To be done. Pull out every line of the records that contains the word "wooden". Case counts.

Collection entries.
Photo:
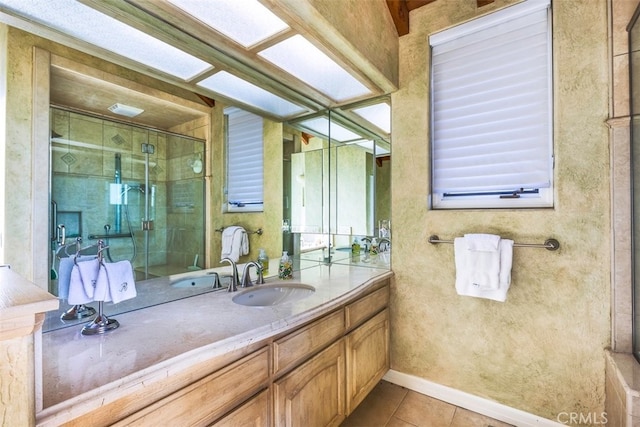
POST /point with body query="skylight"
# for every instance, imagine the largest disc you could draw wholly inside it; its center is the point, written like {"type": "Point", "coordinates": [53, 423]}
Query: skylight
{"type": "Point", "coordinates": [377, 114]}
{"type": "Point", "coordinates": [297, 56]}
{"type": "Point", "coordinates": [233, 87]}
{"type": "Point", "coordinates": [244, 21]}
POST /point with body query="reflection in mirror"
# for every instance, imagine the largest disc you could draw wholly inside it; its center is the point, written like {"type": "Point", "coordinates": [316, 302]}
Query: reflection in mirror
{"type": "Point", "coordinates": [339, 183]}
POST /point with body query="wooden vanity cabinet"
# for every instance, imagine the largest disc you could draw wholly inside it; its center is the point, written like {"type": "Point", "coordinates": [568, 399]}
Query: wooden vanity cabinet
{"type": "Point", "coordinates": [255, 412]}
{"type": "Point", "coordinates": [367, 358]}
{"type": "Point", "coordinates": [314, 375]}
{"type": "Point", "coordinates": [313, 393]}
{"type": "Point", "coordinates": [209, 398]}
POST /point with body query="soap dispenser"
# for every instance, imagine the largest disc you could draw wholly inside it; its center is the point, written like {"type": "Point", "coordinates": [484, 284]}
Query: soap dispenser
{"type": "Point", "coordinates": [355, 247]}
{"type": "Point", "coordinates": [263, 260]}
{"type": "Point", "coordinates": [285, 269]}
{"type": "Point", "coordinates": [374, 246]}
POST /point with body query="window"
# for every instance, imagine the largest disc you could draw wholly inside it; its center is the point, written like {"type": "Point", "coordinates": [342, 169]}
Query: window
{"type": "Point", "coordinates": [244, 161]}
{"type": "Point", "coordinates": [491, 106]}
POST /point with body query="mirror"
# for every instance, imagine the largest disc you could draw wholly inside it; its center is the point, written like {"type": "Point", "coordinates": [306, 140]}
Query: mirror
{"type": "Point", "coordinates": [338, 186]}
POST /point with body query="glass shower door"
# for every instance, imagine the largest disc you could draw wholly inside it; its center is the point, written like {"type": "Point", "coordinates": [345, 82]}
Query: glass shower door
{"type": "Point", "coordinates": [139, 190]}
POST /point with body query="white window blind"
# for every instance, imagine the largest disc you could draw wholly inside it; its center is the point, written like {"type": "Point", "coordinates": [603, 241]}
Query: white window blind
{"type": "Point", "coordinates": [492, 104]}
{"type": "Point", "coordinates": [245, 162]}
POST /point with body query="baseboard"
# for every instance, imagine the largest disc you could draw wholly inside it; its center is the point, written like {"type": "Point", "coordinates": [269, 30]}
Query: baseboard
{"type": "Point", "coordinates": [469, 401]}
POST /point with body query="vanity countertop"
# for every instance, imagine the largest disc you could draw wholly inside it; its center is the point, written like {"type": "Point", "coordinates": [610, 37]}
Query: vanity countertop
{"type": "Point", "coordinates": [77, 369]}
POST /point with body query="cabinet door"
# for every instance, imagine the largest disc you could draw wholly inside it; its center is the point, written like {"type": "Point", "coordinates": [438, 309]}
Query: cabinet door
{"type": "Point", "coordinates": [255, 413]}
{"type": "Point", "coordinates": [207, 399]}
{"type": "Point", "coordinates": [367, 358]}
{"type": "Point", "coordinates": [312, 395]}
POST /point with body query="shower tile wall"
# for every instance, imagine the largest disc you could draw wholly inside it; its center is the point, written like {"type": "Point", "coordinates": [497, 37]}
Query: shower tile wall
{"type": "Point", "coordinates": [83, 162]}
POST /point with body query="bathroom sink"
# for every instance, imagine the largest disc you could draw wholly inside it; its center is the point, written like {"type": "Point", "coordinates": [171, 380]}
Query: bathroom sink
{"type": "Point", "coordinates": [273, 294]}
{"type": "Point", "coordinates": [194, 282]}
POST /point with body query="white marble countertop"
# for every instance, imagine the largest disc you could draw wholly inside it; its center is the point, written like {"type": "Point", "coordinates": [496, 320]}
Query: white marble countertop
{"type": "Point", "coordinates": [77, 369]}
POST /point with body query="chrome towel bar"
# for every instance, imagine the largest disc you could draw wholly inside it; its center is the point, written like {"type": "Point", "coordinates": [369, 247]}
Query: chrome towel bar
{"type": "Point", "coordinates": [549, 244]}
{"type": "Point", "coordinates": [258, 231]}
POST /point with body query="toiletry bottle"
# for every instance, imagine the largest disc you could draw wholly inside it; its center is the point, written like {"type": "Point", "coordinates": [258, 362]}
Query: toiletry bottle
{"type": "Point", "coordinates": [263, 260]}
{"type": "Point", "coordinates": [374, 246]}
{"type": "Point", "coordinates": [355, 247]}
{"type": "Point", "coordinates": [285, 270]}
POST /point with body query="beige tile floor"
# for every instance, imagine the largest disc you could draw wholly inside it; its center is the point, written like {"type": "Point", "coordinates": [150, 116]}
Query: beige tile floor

==

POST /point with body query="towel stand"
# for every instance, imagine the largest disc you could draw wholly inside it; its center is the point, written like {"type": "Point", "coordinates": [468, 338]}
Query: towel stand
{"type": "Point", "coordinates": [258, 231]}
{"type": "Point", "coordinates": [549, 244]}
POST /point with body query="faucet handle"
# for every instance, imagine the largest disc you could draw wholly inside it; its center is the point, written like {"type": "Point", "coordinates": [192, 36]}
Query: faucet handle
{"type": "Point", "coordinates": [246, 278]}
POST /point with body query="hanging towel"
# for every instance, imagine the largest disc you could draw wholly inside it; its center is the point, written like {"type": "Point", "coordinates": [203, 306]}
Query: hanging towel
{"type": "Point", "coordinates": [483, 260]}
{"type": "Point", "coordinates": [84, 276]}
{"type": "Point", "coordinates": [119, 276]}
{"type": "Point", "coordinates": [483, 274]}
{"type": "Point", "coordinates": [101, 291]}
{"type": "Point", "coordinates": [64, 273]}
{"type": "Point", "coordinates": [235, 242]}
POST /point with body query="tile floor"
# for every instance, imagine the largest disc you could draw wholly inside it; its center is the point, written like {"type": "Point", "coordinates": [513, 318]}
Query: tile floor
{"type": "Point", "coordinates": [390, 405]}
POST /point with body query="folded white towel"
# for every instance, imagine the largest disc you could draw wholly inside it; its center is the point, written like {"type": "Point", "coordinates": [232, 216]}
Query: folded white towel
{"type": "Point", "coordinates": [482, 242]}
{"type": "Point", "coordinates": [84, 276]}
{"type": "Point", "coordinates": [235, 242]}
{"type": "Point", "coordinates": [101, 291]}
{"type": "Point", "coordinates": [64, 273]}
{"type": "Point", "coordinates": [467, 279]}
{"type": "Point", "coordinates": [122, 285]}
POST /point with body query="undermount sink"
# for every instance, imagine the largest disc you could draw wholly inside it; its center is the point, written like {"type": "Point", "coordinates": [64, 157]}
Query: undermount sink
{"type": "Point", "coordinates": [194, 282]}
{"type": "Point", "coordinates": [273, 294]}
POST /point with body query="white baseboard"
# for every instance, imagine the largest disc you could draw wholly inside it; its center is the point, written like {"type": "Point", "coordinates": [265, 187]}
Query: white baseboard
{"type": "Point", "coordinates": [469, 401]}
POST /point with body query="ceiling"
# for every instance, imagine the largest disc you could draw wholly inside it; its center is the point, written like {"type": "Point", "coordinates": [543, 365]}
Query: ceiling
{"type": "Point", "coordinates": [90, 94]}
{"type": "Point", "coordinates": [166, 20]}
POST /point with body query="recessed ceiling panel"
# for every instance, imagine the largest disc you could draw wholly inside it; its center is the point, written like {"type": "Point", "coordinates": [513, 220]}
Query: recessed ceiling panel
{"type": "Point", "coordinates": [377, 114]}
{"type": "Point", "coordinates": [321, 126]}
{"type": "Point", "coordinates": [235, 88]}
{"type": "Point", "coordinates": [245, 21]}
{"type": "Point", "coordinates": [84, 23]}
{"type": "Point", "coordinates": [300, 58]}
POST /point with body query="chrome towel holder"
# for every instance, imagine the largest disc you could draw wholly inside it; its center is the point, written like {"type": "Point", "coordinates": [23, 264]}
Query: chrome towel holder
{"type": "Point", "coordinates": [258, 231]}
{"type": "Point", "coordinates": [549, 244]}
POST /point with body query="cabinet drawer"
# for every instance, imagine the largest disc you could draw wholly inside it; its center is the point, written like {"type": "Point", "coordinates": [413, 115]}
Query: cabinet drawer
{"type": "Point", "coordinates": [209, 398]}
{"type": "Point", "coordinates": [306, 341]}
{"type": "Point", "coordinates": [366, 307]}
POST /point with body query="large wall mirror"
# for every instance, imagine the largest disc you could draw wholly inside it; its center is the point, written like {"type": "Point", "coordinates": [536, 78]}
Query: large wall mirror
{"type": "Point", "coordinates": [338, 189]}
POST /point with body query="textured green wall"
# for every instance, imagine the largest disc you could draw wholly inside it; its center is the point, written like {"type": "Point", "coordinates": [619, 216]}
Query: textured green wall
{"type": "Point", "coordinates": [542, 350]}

Response below.
POST /point with body query="wooden vanity cabinet"
Query: wooden vanity cabinet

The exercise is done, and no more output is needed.